_Extrait du texte_
○ ○ ○

L'actualité culturelle des addictions #5

La sélection de notre partenaire Thibault de Vivies qui nous présente plusieurs œuvre culturelle sur les addictions.

Toutes les addictions

Avec la permission de Gandhi

Un roman de Abir Mukherjee

Traduit de l’anglais par Fanchita Gonzalez Batlle

Editions Liana Levi, 13 janvier 2022, 320 pages

« cembre 1921, le Raj tremble. Un certain Gandhi prône la désobéissance civile et des foules de manifestants pacifiques mais déterminés s’apprêtent à envahir les rues de Calcutta. Comment éviter que l’élégant prince de Galles, en visite officielle, ne soit témoin de la révolte qui gronde ? C’est à cette situation inédite que la police impériale est appelée à se mesurer alors que dans la région des meurtres inexplicables se multiplient. Le capitaine Wyndham et le sergent Banerjee n’ont pas peur de se battre sur plusieurs fronts, mais pour Wyndham se rajoute une lutte serrée contre une addiction à l’opium de plus en plus envahissante. Tandis que Banerjee se donne un mal de chien pour concilier l’inconciliable : sa sympathie pour les courants indépendantistes et son appartenance à la police du colonisateur honni. Malgré leur pugnacité, l’issue de tous ces combats est loin d’être acquise. » Quatrième de couverture

« La première bouffée de la première pipe a été une délivrance. Avec la deuxième, les tremblements ont cessé, et avec la troisième mes nerfs se sont détendus.
J’en ai demandé une quatrième. »

○ ○ ○

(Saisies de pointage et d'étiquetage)
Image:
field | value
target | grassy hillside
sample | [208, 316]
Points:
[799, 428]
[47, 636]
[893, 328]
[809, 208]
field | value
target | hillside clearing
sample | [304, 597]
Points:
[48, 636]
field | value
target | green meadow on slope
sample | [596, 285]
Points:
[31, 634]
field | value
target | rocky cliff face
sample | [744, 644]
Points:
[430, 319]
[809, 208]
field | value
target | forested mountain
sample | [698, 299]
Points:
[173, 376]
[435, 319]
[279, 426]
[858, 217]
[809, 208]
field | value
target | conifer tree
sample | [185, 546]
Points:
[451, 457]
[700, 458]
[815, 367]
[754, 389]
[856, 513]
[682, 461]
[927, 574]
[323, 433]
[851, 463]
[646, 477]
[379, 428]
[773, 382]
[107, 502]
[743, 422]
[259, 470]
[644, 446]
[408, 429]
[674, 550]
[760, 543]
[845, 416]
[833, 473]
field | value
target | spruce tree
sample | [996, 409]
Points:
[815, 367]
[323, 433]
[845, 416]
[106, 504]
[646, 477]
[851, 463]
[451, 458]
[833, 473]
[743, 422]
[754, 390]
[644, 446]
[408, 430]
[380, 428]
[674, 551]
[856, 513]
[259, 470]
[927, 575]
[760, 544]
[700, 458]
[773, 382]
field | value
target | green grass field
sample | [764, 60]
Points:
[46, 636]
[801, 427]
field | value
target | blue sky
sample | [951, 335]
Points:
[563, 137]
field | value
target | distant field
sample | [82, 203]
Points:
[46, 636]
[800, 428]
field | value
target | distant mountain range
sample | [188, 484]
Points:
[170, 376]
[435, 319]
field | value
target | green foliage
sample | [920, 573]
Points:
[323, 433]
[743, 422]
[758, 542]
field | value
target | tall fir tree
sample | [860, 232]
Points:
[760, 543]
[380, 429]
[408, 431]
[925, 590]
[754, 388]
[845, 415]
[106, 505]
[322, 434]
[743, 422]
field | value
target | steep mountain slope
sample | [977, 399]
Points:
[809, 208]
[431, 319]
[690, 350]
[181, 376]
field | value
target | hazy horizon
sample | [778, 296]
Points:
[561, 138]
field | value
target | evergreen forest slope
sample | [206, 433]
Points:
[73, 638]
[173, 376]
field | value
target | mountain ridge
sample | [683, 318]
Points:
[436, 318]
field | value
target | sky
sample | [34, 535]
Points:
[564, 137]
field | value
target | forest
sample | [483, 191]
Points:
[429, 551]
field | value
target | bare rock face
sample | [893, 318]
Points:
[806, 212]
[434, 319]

○ ○ ○

_Les consignes_
• 1. Dans l'extrait sur les addictions, à quelle substance le capitaine Wyndham est-il dépendant ?
• 2. Pouvez-vous poursuivre l'extrait sur les addictions après sa dernière phrase ?
Vous pouvez vous passer de ces enregistrements.

_Les réponses_
• 1. Il est dépendant à l'opium.

• 2.
C’est dans les vapeurs d’une fumerie d’opium, dans le quartier chinois de Calcutta, que nous plongent les premières pages du troisième volet de la série romanesque de Abir Mukherjee. L’opium, les Chinois en font toujours commerce à cette époque et ses effets sédatifs et antalgiques soulagent les douleurs lancinantes que traîne le Capitaine Wyndham de la police impériale, un vétéran anglais de la Grande Guerre qui sait bien que c’est l’Empire britannique qui a imposé son produit phare dans la deuxième moitié du XIXème siècle. L’addiction à l’opium qui poursuit le Capitaine depuis le premier volet, L’attaque du Calcutta-Darjelling, prend une tournure qui ne sera pas sans l’handicaper… C’est sous effets de l’opiacé, et en tentant de fuir une descente de la brigade des moeurs dans la fumerie, que Wyndham tombe nez à nez avec la première victime d’une longue série de meurtres dont il devra démêler les tenants et les aboutissants… Le récit se déroule dans le contexte historique d’une visite d’état en pleines manifestations pacifiques pour l’indépendance de l’Inde. Cette réalité historique du moment aura sa part dans l’enquête que mèneront le Capitaine Wyndham et le sergent Banerjee, qui devront alors lutter contre leurs démons intérieurs pour ne pas se perdre.

A lire également : L’attaque du Calcutta-Darjelling, Editions Liana Levi, 2019 et Les princes de Sambalpur, Editions Liana Levi, 2020

Je suis toujours vivant

Une bande dessinée de Asaf Hanuka et Roberto Saviano

Editions Gallimard, 19 janvier 2022, 148 pages

« Pour la première fois, l’auteur de Gomorra raconte sa vie en sursis.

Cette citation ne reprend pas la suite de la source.